◆ **GIVEN REQUEST**: Render all of the data below as a JSON list of strings, one string per line, with blank lines left out. Omit the pictures.

--- Start of THE DATA ---

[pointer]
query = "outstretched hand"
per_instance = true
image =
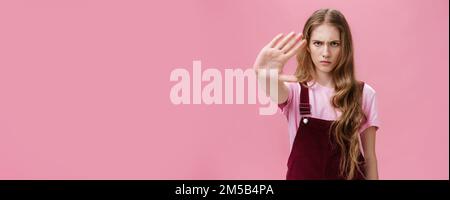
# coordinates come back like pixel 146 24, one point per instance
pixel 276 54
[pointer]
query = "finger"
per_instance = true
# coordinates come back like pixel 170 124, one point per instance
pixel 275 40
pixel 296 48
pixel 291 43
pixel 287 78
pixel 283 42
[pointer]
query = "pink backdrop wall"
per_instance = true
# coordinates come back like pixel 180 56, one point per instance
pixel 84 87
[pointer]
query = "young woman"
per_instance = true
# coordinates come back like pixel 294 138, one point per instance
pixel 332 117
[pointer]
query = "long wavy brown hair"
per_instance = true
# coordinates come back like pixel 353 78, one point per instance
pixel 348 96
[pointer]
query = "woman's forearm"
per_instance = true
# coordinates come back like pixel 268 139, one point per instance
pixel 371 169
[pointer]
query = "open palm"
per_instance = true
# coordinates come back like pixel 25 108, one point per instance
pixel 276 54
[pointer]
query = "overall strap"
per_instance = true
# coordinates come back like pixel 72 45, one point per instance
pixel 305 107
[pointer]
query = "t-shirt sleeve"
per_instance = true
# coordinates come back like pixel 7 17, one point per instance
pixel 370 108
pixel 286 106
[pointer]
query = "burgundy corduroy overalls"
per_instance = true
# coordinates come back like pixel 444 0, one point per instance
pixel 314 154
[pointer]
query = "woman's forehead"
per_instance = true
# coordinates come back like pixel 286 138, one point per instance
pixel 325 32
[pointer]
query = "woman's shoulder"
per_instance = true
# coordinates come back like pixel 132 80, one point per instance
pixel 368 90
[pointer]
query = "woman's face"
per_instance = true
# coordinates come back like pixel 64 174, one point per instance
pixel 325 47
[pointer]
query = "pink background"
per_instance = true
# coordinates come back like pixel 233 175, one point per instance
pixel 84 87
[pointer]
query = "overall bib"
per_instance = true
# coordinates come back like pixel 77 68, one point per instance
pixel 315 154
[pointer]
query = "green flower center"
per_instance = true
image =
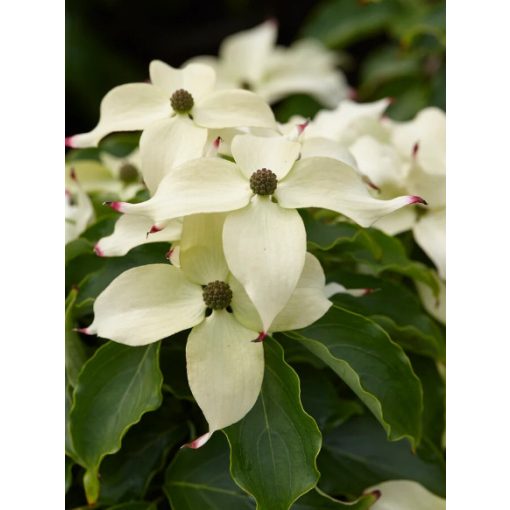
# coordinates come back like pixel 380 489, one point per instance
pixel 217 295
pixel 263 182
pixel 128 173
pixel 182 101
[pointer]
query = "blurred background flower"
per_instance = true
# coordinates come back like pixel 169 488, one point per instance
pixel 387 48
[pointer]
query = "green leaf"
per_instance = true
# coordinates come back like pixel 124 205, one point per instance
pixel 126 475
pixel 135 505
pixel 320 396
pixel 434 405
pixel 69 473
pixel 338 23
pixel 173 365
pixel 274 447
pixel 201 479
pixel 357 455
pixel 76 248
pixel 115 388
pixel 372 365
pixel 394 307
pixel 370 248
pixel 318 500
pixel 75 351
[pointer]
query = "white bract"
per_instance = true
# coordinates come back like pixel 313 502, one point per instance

--- End of THE DATA ---

◆ **RESPONSE TO THE EXERCISE**:
[
  "[pointer]",
  "query = \"outstretched hand\"",
  "per_instance = true",
  "image =",
  "# coordinates come back like pixel 146 24, one point per instance",
  "pixel 276 54",
  "[pointer]",
  "query = \"finger\"",
  "per_instance = true",
  "# coordinates come back like pixel 170 124, one point per instance",
  "pixel 275 40",
  "pixel 296 48",
  "pixel 291 43",
  "pixel 287 78",
  "pixel 283 42",
  "[pointer]",
  "query = \"pink backdrop wall\"",
  "per_instance = true",
  "# coordinates come back like pixel 180 56, one point per instance",
  "pixel 84 87",
  "[pointer]",
  "query = \"young woman\"",
  "per_instance = true",
  "# coordinates come back like pixel 294 138, one point per instance",
  "pixel 332 117",
  "[pointer]",
  "query = \"long wavy brown hair\"",
  "per_instance = true",
  "# coordinates come back like pixel 353 78, one point per instance",
  "pixel 348 96",
  "[pointer]",
  "query = \"woman's forearm\"",
  "per_instance = true",
  "# coordinates come back like pixel 268 139, one point per instance",
  "pixel 371 169",
  "[pointer]",
  "query = \"open palm\"",
  "per_instance = true",
  "# coordinates come back like pixel 25 108, one point per instance",
  "pixel 276 54",
  "[pointer]",
  "query = \"overall strap\"",
  "per_instance = true",
  "# coordinates come back like pixel 72 45, one point per instance",
  "pixel 305 107",
  "[pointer]",
  "query = \"t-shirt sleeve\"",
  "per_instance = true",
  "# coordinates come back like pixel 7 17, one point per instance",
  "pixel 370 108",
  "pixel 286 106",
  "[pointer]",
  "query = \"burgundy corduroy overalls\"",
  "per_instance = true",
  "# coordinates come back like pixel 444 0, one point per instance",
  "pixel 314 154",
  "[pointer]",
  "query = \"woman's forehead\"",
  "per_instance = true",
  "# coordinates come back like pixel 286 138, one point per instance",
  "pixel 325 32",
  "[pointer]",
  "query = \"woman's shoulder\"",
  "per_instance = true",
  "# coordinates come back like pixel 132 80, one point per instance",
  "pixel 368 90",
  "[pointer]",
  "query = \"woman's face\"",
  "per_instance = true",
  "# coordinates come back like pixel 64 174, one point per instance",
  "pixel 325 47",
  "[pointer]",
  "query = \"pink background\"",
  "per_instance = true",
  "# coordinates come back like pixel 233 175, one point per instance",
  "pixel 84 87",
  "[pointer]",
  "query = \"overall bib\"",
  "per_instance = true",
  "# coordinates come back like pixel 77 68, one point per instance",
  "pixel 315 154",
  "[pointer]",
  "query = \"green flower center\"",
  "per_instance = true",
  "image =",
  "# coordinates come back like pixel 380 489, one point per instance",
  "pixel 217 295",
  "pixel 263 182",
  "pixel 128 173",
  "pixel 182 101",
  "[pointer]",
  "query = \"blurred background flower\"",
  "per_instance = true",
  "# coordinates come back like pixel 169 488, one point per instance",
  "pixel 387 48",
  "[pointer]",
  "query = \"green leaf\"",
  "per_instance = true",
  "# coordinates come back like pixel 124 205, one point per instance",
  "pixel 126 475",
  "pixel 135 505",
  "pixel 320 396",
  "pixel 434 405",
  "pixel 69 473",
  "pixel 338 23",
  "pixel 173 365",
  "pixel 274 447",
  "pixel 201 479",
  "pixel 357 455",
  "pixel 76 248",
  "pixel 115 388",
  "pixel 372 365",
  "pixel 394 307",
  "pixel 370 248",
  "pixel 318 500",
  "pixel 75 351",
  "[pointer]",
  "query = \"white bract\"",
  "per_instance = true",
  "# coordinates come back like pixel 313 502, one point per instance"
]